----- Reading passage

Joel 2:23: “For He has given you the former rain faithfully, and He will cause the rain to come down for you…”
I had the terrible realization this week that I had replaced God as the treasure in my heart.
In May, our daughter was diagnosed with Autism Spectrum Disorder. Although, we already suspected it, the diagnosis brings a large and immediate flurry of tasks, paperwork, phone calls, and appointments.
If that wasn’t enough, I personally decided to allow future planning, homeschool curriculum planning, future therapies, and even more to loom over me with urgency. Although these hold a certain level of importance, I honestly didn’t realize how much this had consumed me.
Mt. 6:21 says, “For where your treasure is, there your heart will be also.” Mt. 15:18 says, “Those things which proceed from the mouth come from the heart, and they defile a man.”
Keeping those scriptures in mind, it became obvious this week, through the words of my mouth, that the Lord was no longer the treasure in my heart. AHHHHHH!!! I had made research and information my new treasure. And I honestly didn’t even realize it had happened.
Looking back, however, I can see the warning signs. I will share those with you in the hopes that I can spare you from doing something similar:
- I was spending more time reading about Autism than I was reading about and reflecting on God’s faithfulness.
- I began to consider myself too weak to care for and teach my daughter. I wasn’t considering the truth, which is that the Lord is my strength and that through Him all things are possible.
- Fear began to drain a lot of my energy, when the Lord clearly gave us a spirit of power and of love and of a sound mind.
- I began trusting in the information I was learning in my research more than I was reminding myself that the Lord supplies all our needs according to His riches in glory by Christ Jesus.
This scripture in Joel says, “For He has given you the former rain faithfully.” That’s it, isn’t it? He has always been faithful. He will continue to be faithful. He who has begun a good work in us will complete it until the day of Jesus Christ.
I’m not saying that the research shouldn’t be done. Information is good, but when it begins to cause fear and doubt, or begins to overshadow the truths of God’s Word, then there is a problem.
I had to repent for making information and worldly ‘facts’ my treasure. I want to encourage you, as well. God is still in control. He still holds the world in His hands, and if He has taken care of you in the past, He will take care of you in the future. He is faithful.

----------
----- Excerpted data

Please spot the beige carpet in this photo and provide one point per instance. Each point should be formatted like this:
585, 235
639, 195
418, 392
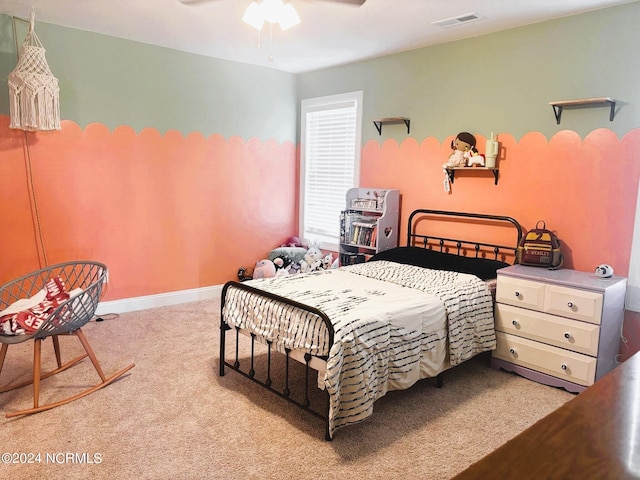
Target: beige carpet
173, 417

----------

What is needed
According to the devotional on Joel 2:23, in what month was the writer's daughter diagnosed with Autism Spectrum Disorder?

Response for this exercise
May